* BEGIN Document segment *

One issue for the Council has been how to reconcile this recommendation with the Fish and Wildlife Program, which calls for specific actions and strategies and programs and not for funding in general for good ideas in fish and wildlife mitigation and recovery that have yet to make it into the Program. One possibility has been to focus a solicitation on unfunded gaps or needs in the Program and invite innovative proposals to meet those needs (see issue no. 18c below). Another possible approach would not reserve an amount in the budget for "innovative projects," but instead build into the project review criteria certain scoring advantages for innovative approaches.

The discussion with the Fish and Wildlife Committee focused on the idea of recommending that a budget amount be reserved in Fiscal Year 2000 and future years as seed money for new proposals -- that is, funding that would allow for significantly greater scoping or development of proposals for innovative work (not for implementation per se). The results of the scoping studies could allow the Council and CBFWA to determine if the work was not only innovative and potentially beneficial but also could address unmet needs in the Program.

* END Document segment *

Required task 1:
Answer these questions about the passage on funding innovative fish and wildlife projects:
(a) What does the Fish and Wildlife Program call for, instead of general funding for good ideas?
(b) Under the approach that would not reserve a budget amount, what would be built into the project review criteria?
(c) Starting in which fiscal year did the committee discussion suggest reserving seed money?
Required task 2:
Write the next part of the passage on funding innovative fish and wildlife projects, picking up after its final sentence.
The records play no part in the work here.

* BEGIN Stored records *

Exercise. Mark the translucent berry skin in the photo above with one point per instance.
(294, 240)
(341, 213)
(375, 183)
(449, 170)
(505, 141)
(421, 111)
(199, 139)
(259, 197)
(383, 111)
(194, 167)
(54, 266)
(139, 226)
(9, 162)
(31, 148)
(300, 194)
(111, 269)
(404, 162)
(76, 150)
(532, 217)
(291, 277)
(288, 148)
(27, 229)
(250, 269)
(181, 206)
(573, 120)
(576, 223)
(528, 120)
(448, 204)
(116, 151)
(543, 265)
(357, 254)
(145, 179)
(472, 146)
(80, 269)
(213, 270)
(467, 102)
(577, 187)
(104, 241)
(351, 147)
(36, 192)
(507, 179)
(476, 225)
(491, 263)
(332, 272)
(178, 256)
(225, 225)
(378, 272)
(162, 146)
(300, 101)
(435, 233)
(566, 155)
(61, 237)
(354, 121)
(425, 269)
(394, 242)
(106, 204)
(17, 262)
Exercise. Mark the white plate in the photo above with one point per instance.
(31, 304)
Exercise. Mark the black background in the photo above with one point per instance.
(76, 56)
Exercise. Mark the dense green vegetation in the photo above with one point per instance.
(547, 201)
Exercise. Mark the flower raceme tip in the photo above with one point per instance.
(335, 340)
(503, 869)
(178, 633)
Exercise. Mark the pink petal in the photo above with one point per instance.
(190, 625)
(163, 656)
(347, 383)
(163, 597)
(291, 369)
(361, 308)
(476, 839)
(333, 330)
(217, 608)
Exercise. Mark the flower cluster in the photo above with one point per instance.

* END Stored records *

Answer 1:
(a) Specific actions and strategies and programs.
(b) Certain scoring advantages for innovative approaches.
(c) Fiscal Year 2000.

Answer 2:
Council recommendation: The Council recommends that in Fiscal Year 2000 CBFWA and Bonneville reserve a small amount of the direct program budget, not more than $2 million, as seed money for "scoping grants" to investigate promising new ideas, under the following terms. This recommendation has to be seen in the light of the Council's recommendation to otherwise shift this process away from a general call for new projects and to a more focused solicitation of projects to meet identified Program needs (see issue no. 18c). If these recommendations are followed, the result is that in Fiscal Year 2000 and beyond the Council and the other participants in this process would focus the project solicitation in four areas, loosely defined as:

  • A call for descriptions of the on-going projects proposed for further funding, grouped appropriately for complete ISRP and CBFWA review. The Council is working with CBFWA and Bonneville on how to do this; the ultimate goal is to shift significant parts of the program to a multi-year review schedule (see issue no. 18a).
  • Watershed project proposals to be reviewed through CBFWA's technical process and the ISRP, conditioned on further definition of required watershed assessments.
  • Focused solicitations through the use of RFPs to solicit proposed projects to fill identified priority gaps in Program implementation (see issue no. 18c). Council staff would work with the managers to develop a statement of priorities for necessary work under the Program and then determine, after scientific review of the priority statement, the appropriate mechanisms for soliciting proposals for that work.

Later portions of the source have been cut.